:: Alıştırma Seti ::
A. Karar metnine göre karar hangi tarihte ve nasıl verilmiştir?
B. Karar metninde "Davalı Hazine harçtan" ifadesinden "ile karar verildi." ifadesine kadar uzanan bölümü, "oy birliği" yerine "oy çokluğu" getirerek yeniden yazınız.
C. Karar metnine göre harç konusunda neden karar verilmesine yer olmadığına hükmedilmiştir?

8. Kabule göre ise; Mahkemenin 16.05.2012 tarih, 2009/52 Esas, 2012/87 Karar sayılı kararı ile 20.10.2009 tarihli teknik bilirkişi raporunda “B” harfi ile gösterilen 7.089,38 m2'lik yerin asli müdahiller adına tesciline krokide “A” harfi ile gösterilen yer yönünden kazanma koşulları gerçekleşmediğinden davanın reddine karar verilmiş olup bu kararın asli müdahiller tarafından temyiz edilmediği gözetildiğinde taşınmazın anılan krokide “A” harfi ile gösterilen kısmı yönünden verilen davanın reddine ilişkin kararın kesinleştiği; bir başka ifade ile davalı Hazine yararına usuli kazanılmış hak oluştuğu açık olup Mahkemenin 16.05.2012 tarihli hükmünün kesinleşen yönlerini ortadan kaldıracak şekilde dava konusu taşınmazın tamamının asli müdahiller adına tesciline yönelik hüküm kurulması da isabetli değildir.

V. KARAR

Açıklanan sebeplerle;

1- Davacı ... vekilinin temyiz dilekçesinin reddine,

2- Davalı vekilinin yerinde görülen temyiz itirazlarının kabulü ile hükmün BOZULMASINA,

Dosyanın Mahkemesine gönderilmesine,

Davalı Hazine harçtan muaf bulunduğundan, davacı tarafından da başvuru ve peşin harç yatırılmadığından bu konuda karar verilmesine yer olmadığına,

1086 sayılı HUMK'un 440/III-1 inci maddesi uyarınca karar düzeltme yolu kapalı olmak üzere,

14.02.2024 tarihinde oy birliği ile karar verildi.

:: Verilen Öğeler ::
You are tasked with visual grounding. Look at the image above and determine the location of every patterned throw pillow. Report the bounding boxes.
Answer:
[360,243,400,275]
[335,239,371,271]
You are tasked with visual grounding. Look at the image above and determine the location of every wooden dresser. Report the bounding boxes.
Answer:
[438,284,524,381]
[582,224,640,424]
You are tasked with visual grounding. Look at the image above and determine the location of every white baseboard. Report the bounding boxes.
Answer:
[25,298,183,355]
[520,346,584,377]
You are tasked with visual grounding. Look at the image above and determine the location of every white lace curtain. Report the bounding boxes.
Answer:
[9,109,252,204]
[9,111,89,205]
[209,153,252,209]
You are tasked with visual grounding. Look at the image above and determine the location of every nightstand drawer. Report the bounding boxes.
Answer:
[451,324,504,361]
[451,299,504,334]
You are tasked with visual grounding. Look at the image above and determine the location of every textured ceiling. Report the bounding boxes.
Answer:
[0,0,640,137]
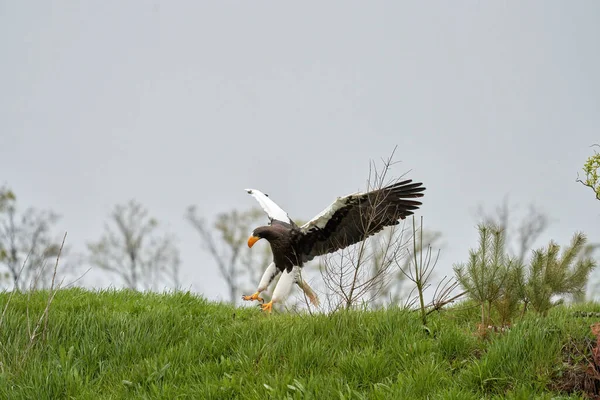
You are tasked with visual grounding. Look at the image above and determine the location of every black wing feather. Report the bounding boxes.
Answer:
[294,179,425,261]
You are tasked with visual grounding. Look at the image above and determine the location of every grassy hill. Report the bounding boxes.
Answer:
[0,289,600,399]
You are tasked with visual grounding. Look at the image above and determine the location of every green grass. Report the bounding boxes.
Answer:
[0,289,600,399]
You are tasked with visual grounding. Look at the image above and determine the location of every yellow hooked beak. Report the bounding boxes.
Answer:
[248,236,260,247]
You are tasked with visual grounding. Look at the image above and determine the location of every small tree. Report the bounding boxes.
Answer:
[524,233,596,315]
[577,144,600,200]
[454,224,515,326]
[0,187,68,290]
[87,200,180,290]
[478,198,549,264]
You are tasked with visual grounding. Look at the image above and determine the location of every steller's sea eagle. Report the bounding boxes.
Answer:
[242,179,425,312]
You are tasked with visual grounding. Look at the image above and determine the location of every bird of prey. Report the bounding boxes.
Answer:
[242,179,425,312]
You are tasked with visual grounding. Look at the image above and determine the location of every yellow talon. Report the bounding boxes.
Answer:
[242,292,265,303]
[260,301,273,313]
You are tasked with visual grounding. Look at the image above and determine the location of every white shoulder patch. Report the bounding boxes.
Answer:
[245,189,292,224]
[300,194,353,231]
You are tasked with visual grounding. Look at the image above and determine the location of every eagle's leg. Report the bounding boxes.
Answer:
[242,262,279,303]
[261,267,299,312]
[296,276,319,307]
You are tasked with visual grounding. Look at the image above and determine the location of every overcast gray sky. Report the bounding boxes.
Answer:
[0,0,600,299]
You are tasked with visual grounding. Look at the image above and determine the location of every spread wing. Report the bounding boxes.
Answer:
[297,179,425,261]
[246,189,295,226]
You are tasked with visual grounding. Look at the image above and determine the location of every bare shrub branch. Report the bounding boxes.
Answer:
[320,149,420,310]
[87,200,180,290]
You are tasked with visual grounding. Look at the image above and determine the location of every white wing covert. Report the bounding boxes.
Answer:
[246,189,293,224]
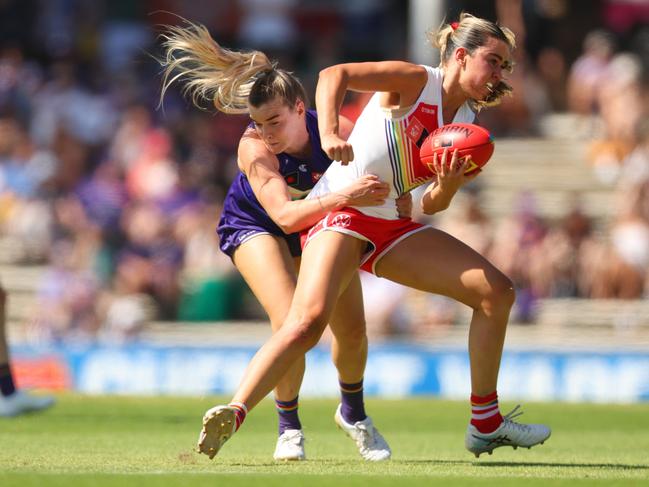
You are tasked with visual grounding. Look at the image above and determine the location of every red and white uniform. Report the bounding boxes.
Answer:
[303,66,475,272]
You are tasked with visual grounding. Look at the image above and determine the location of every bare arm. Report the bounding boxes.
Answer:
[315,61,428,164]
[238,131,389,233]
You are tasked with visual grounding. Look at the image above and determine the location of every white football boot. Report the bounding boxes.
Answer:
[334,404,392,462]
[0,390,54,417]
[464,405,551,458]
[196,406,237,460]
[273,430,306,461]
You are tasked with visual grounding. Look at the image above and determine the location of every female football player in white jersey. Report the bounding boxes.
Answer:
[199,14,550,462]
[162,23,404,461]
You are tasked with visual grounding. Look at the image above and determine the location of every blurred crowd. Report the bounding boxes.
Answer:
[0,0,649,341]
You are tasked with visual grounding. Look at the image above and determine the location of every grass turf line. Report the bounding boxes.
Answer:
[0,395,649,487]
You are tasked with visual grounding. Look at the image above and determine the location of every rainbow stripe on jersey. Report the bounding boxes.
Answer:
[384,103,438,194]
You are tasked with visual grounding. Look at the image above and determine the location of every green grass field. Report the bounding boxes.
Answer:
[0,395,649,487]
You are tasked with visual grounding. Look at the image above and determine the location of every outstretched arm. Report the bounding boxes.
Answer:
[315,61,428,164]
[238,127,389,233]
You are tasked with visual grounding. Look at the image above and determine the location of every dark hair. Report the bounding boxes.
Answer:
[428,12,516,111]
[248,68,309,107]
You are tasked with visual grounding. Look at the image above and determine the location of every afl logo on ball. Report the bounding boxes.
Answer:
[331,213,352,228]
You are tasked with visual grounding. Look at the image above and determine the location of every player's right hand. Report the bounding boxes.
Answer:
[320,134,354,166]
[339,174,390,206]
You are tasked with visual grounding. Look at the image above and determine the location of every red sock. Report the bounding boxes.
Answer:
[471,391,503,433]
[228,402,248,431]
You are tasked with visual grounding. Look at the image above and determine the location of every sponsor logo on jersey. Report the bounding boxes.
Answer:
[284,171,298,186]
[406,117,428,148]
[437,125,473,138]
[330,213,352,228]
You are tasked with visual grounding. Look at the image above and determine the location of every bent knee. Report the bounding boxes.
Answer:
[483,274,516,310]
[332,321,367,348]
[281,317,326,352]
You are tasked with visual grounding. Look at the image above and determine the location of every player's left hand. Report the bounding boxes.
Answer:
[433,149,480,194]
[396,193,412,218]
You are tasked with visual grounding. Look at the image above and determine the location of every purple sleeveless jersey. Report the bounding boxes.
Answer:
[216,110,331,257]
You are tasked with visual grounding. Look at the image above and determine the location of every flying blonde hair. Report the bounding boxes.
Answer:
[159,21,308,114]
[427,12,516,111]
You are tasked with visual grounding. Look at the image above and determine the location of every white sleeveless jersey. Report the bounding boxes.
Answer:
[308,66,475,220]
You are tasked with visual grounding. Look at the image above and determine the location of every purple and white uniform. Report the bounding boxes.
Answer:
[216,110,331,257]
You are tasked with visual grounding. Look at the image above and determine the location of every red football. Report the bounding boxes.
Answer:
[419,123,494,174]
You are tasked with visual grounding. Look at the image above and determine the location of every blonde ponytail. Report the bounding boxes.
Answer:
[160,21,274,113]
[428,12,516,111]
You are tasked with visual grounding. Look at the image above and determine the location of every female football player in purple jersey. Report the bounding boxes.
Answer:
[200,13,550,462]
[162,19,404,460]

:: Görevlere Ait Cevaplar ::
A. Karar, 14.02.2024 tarihinde oy birliği ile verilmiştir.

B.
Davalı Hazine harçtan muaf bulunduğundan, davacı tarafından da başvuru ve peşin harç yatırılmadığından bu konuda karar verilmesine yer olmadığına,

1086 sayılı HUMK'un 440/III-1 inci maddesi uyarınca karar düzeltme yolu kapalı olmak üzere,

14.02.2024 tarihinde oy çokluğu ile karar verildi.

C. Davalı Hazine harçtan muaftır. Davacı tarafından da başvuru ve peşin harç yatırılmamıştır. Bu nedenle harç konusunda karar verilmesine yer olmadığına hükmedilmiştir.